(Dataset entries)
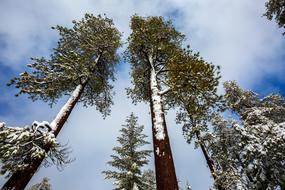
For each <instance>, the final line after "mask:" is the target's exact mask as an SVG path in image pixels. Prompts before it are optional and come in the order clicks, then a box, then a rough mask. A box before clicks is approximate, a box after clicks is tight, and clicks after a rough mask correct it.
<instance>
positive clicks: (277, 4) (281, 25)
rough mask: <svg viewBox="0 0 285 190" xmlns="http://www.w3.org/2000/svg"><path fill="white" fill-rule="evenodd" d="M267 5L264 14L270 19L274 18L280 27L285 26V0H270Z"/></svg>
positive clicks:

• [What you are asked to do]: Set the pictures aside and transcribe the data above exactly.

• [Response for this exercise]:
For each <instance>, the final line after "mask:" is the target's exact mask as an SVG path in image pixels. Prompts before it are optional and come in the order clicks, then a box, then a rough mask. A box before clicks is approximate, a box after clicks is tight, and clicks after a rough mask correct it.
<instance>
positive clicks: (277, 4) (281, 25)
rough mask: <svg viewBox="0 0 285 190" xmlns="http://www.w3.org/2000/svg"><path fill="white" fill-rule="evenodd" d="M267 5L264 14L270 19L274 18L280 27L285 26V0H270Z"/></svg>
positive clicks:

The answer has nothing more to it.